Between 65 and 100 million years ago, during the time that dinosaurs walked the earth, a large, tropical seaway covered the central part of what is now North America. This seaway teemed with marine life. Snails and clams lived on the seafloor; ammonites, along with giant mosasaurs, plesiosaurs, sharks, and fish, swam about; at the same time early birds and pterosaurs floated on or flew above the seaway. What remains today is a prolific fossil record that has been collected by paleontologists for over 100 years. Notable fossils from this time period and region are on display at museums around the world. However, the vast bulk of fossils collected from this region are locked away in museum drawers. To provide scientists and the general public access to these fossils and their associated data, this project proposes to digitize invertebrate and vertebrate fossils from this time period and region, making information accessible through searchable electronic databases. Additionally, a variety of online resources illustrating and describing these fossils and mapping their distributions will be developed. A freely accessible online textbook of paleontology will be generated and a website and App will be developed to highlight the appearances, occurrences, and ages of constituent species, to help students and aspiring paleontologists identify and learn about these fossils. The project plans to generate a variety of curricular materials for K-12 education, including 3-D scans of fossils for free download and printed 3-D models for classroom use. Products of this project will also include workshops to engage science teachers and items to augment public programs and exhibits at participating institutions.

◇ ◇ ◇

* Tasks to carry out *
• A. In the seaway fossil project description, what will K-12 students and teachers be able to download for free?
• B. Extend the seaway fossil project description beyond its last sentence.

◇ ◇ ◇

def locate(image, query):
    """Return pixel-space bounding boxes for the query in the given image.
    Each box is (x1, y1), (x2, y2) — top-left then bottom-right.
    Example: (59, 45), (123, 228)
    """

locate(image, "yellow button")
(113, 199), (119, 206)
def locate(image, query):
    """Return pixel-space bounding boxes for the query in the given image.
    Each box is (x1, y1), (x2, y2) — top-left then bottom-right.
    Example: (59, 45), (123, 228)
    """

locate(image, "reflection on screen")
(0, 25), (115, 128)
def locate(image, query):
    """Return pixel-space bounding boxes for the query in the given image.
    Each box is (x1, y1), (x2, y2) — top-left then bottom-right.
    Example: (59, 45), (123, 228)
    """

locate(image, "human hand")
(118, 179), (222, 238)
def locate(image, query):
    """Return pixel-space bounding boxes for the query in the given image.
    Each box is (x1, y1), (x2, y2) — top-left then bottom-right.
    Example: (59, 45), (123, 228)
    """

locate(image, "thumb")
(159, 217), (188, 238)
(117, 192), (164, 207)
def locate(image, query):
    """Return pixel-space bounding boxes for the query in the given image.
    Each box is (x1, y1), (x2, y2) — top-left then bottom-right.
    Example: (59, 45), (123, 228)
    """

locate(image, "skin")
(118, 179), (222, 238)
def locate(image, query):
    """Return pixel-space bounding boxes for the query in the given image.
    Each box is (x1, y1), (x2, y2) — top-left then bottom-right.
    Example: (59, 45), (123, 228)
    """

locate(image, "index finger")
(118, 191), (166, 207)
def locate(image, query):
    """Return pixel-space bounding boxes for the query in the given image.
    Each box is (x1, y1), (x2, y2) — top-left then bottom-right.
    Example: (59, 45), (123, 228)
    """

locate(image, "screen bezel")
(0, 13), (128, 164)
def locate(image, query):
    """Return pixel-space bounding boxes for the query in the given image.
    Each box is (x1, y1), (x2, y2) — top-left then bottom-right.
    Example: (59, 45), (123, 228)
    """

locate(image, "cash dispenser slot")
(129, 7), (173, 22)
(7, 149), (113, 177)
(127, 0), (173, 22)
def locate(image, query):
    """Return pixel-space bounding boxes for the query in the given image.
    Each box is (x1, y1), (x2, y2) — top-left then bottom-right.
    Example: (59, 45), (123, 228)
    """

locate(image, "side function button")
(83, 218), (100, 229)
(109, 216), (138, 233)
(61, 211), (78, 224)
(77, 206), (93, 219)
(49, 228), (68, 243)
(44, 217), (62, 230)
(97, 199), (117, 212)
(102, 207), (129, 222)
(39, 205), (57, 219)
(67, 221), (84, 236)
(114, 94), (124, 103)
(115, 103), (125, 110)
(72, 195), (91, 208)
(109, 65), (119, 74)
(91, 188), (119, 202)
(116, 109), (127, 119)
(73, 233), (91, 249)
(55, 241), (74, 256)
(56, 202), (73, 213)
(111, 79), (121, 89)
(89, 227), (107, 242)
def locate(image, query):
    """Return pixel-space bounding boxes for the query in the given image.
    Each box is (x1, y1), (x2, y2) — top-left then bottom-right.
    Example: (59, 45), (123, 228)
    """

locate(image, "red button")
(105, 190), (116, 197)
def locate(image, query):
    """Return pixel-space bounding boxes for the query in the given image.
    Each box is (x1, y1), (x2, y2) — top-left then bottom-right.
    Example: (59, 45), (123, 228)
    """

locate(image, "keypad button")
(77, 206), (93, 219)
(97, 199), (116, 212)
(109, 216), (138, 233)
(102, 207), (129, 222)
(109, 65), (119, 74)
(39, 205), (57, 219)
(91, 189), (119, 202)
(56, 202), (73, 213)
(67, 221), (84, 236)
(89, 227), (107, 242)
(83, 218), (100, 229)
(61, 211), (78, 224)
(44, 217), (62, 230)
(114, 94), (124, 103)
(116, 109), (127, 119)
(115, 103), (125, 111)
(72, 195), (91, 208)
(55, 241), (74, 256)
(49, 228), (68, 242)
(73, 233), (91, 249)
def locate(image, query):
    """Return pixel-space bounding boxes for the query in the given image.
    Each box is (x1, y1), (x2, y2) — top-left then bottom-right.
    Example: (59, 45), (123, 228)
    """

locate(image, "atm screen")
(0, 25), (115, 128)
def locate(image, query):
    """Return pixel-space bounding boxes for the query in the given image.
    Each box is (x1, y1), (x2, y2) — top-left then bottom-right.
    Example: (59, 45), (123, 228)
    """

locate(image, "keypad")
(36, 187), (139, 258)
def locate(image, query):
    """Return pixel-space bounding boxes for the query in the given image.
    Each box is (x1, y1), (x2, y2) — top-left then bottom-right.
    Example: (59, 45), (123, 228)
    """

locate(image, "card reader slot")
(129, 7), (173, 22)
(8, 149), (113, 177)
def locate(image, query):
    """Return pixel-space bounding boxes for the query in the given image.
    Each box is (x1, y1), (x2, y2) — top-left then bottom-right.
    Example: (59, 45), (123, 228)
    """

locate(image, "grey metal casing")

◇ ◇ ◇

* Results in order *
• A. 3-D scans of fossils.

• B.
This work will greatly increase the scientific value of eight major U.S. museum collections of fossils. The museum collections contain large amounts of data useful for studying what causes marine species to migrate, go extinct, and evolve during a long period of greenhouse climate conditions similar to those our planet may soon experience. These data have relevance for evaluating how global change has and will continue to affect life on earth. An estimated 164,000 specimens collected from thousands of locations, in the region once occupied by the Western Interior Seaway, will be databased and georeferenced. Representatives from each of roughly 1,500 microfossil, invertebrate, and vertebrate species will be imaged. The digitized records will be made available online via individual museum databases, iDigBio, and iDigPaleo. The resultant data will enable scientists to answer questions about how different species interact and ecosystems change in the face of environmental shifts during a key time in the history of life. Moreover, the data will be ideal for use with an assortment of modern quantitative tools -including paleoecological niche modeling (PaleoENM) - and will help improve paleoclimate and paleoceanographic models. Finally, several undergraduate and graduate students will be trained. Results of the project will be published at the following url: http://www.digitalatlasofancientlife.org.

Current Research

Proposed research uses of data generated through The Cretaceous World project include:

  • revealing how ancient marine species and ecosystems responded to the dynamic environment that characterized this greenhouse system,
  • understanding interactions between a diversity of species, their endemicity, ecosystems, and environmental changes,
  • paleoecological niche modeling, and
  • improving paleoclimate and paleoceanographic models.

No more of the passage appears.